**WHAT YOU SHOULD DO**
Search the listing for the word "shaped" and return each line that contains it.

--- MATERIAL TO PROCESS Enclosed Below ---

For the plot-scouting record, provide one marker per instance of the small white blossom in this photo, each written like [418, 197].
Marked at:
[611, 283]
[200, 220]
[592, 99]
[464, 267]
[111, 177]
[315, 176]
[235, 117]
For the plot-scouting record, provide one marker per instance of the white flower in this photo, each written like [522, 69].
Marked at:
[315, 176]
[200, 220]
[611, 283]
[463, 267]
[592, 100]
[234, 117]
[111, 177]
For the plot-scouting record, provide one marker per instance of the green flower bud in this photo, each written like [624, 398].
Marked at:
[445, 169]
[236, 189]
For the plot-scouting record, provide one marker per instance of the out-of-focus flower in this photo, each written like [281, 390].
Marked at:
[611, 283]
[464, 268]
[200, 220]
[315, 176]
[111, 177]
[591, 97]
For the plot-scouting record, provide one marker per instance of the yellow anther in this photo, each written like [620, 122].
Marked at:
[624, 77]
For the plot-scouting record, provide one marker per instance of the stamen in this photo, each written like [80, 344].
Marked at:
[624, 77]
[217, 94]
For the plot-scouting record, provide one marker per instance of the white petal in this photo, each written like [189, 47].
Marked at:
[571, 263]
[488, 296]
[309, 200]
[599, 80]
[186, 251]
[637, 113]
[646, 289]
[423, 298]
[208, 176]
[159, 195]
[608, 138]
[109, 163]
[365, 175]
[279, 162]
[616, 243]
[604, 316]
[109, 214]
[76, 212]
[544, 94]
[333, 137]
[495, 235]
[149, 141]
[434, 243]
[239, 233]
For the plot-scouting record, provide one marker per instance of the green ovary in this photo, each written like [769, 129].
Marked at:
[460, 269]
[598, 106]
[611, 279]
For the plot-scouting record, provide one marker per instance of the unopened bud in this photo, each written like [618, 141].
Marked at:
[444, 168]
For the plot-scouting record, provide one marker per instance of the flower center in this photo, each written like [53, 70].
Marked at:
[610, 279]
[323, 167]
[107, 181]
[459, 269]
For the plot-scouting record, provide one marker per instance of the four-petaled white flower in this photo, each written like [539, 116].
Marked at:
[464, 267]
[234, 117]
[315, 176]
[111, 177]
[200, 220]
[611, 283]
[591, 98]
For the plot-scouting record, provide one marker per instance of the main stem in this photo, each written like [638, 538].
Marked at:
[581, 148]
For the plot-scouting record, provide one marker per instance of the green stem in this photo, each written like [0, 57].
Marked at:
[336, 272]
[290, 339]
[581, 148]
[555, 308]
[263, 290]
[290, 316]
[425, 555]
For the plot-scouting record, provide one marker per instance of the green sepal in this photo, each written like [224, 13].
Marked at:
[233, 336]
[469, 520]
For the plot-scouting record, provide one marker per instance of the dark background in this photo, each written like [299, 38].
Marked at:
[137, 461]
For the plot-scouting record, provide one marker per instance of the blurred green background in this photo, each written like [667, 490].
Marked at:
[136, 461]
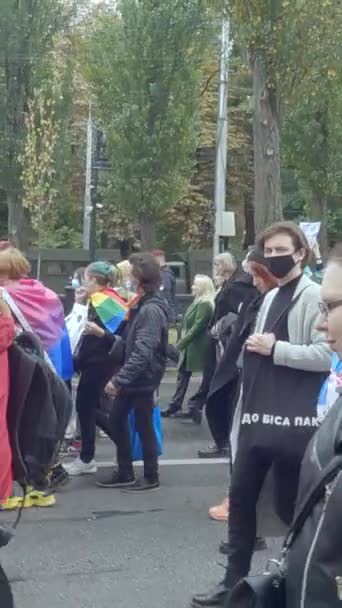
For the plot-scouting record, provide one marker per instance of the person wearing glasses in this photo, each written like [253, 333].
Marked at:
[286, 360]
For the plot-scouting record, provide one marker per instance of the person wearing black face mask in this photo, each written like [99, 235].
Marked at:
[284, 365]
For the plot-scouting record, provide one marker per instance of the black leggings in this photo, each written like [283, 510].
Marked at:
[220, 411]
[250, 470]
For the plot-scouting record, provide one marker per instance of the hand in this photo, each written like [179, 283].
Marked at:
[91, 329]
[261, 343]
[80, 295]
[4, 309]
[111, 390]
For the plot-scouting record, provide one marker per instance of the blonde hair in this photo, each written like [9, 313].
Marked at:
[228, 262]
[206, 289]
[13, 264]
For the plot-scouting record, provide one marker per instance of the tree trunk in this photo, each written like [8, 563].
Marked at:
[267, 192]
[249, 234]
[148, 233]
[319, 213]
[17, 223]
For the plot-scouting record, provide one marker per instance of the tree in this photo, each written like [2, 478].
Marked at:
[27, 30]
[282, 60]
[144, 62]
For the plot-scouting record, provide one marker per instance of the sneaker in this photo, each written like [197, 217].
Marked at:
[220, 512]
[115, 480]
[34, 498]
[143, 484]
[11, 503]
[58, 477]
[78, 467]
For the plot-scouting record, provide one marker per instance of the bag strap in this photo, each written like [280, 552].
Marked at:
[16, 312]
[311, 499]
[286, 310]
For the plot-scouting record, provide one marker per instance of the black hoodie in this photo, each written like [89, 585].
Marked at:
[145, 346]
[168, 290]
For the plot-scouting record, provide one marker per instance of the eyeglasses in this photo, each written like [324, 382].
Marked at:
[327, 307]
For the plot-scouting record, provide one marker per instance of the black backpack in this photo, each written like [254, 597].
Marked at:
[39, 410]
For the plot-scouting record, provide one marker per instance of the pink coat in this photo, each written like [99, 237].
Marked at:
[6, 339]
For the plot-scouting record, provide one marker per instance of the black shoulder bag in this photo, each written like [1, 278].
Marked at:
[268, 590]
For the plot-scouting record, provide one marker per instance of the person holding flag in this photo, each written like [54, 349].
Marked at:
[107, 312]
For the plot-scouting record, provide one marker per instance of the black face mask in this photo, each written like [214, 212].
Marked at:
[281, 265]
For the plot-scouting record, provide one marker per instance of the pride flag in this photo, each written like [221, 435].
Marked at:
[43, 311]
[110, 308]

--- End of Enclosed MATERIAL TO PROCESS ---
--- MATERIAL TO PROCESS Enclosed Below ---

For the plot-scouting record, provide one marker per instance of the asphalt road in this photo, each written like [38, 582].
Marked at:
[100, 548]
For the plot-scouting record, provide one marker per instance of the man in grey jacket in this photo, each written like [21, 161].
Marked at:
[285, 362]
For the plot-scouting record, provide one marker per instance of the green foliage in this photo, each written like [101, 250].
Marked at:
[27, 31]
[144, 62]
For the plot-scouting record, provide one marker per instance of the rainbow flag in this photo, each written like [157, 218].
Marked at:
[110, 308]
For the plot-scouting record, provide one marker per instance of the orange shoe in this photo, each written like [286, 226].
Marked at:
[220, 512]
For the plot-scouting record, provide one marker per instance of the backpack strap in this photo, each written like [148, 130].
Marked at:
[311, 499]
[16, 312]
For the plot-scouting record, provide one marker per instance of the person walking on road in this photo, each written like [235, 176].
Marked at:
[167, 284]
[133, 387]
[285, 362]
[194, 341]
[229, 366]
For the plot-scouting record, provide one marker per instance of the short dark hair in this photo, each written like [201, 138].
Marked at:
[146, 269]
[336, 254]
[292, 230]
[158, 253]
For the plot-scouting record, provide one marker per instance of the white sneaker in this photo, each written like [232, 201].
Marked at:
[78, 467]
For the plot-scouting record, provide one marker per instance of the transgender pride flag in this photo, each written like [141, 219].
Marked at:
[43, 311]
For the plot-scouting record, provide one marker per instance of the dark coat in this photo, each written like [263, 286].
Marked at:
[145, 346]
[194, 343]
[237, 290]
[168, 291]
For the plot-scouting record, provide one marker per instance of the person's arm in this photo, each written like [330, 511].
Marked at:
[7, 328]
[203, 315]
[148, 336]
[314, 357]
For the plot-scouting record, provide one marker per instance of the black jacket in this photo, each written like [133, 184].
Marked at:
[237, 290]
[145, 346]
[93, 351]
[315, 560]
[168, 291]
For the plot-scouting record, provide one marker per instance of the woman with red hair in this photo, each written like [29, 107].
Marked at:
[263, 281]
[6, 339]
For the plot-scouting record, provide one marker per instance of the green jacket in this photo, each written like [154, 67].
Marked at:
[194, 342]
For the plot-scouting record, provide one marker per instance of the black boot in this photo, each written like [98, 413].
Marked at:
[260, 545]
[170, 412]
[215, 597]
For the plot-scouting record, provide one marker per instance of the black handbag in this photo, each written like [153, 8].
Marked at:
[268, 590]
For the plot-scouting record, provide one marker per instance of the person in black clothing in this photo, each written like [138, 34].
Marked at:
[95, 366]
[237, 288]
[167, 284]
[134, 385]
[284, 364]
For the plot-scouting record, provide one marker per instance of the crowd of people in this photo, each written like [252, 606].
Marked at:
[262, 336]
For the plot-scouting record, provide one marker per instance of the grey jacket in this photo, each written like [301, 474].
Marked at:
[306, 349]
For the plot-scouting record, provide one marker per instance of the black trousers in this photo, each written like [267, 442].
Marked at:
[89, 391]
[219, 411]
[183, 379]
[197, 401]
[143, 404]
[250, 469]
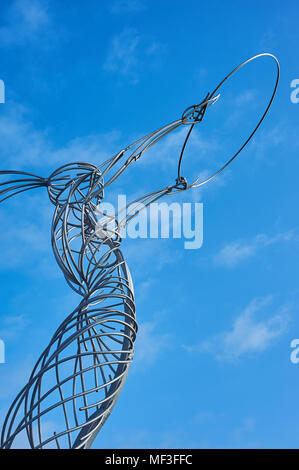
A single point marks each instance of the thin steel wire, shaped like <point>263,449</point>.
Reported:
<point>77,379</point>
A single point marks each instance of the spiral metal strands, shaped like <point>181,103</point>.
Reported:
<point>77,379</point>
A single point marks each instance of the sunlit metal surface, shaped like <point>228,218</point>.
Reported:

--- End of Enclosed MATERIAL TO PROCESS ---

**EXERCISE SOLUTION**
A single point marks each instance of the thin steel wire, shaped like <point>263,449</point>.
A single point marks each instance of the spiral metal strands, shaped like <point>181,103</point>.
A single point marks each instance of the sunlit metal surface, shaped like <point>228,218</point>.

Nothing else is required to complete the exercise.